(Data shown)

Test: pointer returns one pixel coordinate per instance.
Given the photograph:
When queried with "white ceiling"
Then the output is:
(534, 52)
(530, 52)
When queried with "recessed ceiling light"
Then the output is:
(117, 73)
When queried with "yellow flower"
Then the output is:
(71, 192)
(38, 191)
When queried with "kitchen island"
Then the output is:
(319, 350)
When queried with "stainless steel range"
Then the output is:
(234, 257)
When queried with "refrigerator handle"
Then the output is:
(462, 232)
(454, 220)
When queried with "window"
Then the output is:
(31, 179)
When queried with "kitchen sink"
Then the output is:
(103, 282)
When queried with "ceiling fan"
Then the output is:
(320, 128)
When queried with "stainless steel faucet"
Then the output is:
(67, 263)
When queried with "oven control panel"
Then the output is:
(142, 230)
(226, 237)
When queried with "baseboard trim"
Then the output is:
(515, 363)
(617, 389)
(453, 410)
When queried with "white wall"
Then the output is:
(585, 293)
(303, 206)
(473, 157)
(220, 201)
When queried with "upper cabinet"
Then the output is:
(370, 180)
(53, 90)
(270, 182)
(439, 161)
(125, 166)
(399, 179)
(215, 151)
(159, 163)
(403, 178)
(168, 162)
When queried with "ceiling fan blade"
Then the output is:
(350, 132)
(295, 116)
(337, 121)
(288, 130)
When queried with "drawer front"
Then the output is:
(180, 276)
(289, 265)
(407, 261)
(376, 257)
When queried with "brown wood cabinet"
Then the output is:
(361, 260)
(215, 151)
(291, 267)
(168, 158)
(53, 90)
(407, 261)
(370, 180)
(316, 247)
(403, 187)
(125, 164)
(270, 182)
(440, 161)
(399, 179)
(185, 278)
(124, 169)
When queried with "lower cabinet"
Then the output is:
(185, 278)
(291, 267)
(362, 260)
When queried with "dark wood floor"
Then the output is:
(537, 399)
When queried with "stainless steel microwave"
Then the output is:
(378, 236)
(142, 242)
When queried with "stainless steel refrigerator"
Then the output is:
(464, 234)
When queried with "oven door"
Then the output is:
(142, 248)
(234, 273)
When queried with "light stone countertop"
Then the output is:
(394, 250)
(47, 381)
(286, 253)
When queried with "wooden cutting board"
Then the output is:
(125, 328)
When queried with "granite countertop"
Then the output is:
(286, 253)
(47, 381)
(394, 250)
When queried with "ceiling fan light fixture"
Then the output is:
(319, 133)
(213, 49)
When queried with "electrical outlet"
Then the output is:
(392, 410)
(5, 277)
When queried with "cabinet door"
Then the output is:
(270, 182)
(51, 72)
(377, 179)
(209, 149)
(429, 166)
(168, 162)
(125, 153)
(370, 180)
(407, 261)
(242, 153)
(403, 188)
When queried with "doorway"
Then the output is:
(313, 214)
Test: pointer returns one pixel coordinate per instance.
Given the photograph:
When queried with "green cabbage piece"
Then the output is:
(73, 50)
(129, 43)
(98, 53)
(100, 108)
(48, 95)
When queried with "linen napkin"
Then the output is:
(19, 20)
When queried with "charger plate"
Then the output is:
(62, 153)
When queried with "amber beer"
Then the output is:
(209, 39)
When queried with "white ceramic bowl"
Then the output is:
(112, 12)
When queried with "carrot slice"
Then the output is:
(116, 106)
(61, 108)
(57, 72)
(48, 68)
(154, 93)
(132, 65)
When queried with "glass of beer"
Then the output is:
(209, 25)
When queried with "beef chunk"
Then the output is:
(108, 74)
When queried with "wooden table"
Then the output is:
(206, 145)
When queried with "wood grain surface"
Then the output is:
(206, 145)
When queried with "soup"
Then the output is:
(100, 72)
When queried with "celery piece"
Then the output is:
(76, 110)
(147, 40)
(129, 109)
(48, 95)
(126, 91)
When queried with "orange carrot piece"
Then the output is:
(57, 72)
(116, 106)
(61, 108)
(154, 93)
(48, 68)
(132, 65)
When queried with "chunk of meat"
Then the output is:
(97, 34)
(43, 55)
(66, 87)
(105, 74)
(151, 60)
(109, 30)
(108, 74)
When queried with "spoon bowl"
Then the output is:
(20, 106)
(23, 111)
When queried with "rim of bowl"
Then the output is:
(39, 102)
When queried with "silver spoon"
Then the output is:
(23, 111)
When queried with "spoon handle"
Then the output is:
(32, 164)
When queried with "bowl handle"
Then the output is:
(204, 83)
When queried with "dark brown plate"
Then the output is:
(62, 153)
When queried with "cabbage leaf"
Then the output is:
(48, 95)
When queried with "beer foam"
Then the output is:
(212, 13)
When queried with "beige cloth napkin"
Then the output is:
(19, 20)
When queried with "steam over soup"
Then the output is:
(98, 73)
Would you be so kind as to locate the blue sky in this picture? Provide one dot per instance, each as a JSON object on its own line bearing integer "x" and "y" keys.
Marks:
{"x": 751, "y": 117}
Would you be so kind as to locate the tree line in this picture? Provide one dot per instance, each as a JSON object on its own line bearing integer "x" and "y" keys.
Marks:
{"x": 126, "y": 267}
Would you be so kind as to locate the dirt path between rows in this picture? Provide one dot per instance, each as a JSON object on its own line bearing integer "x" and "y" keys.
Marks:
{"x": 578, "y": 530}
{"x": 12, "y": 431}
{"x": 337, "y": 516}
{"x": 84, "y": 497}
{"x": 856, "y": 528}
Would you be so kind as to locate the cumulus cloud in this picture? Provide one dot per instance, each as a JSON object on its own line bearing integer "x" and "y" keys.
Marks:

(End Data shown)

→ **Activity**:
Copy out every line from the data above that has "handle" in it.

→ **Output of the exercise**:
When queried with "refrigerator handle"
When queried with "spoon handle"
When queried with "bowl handle"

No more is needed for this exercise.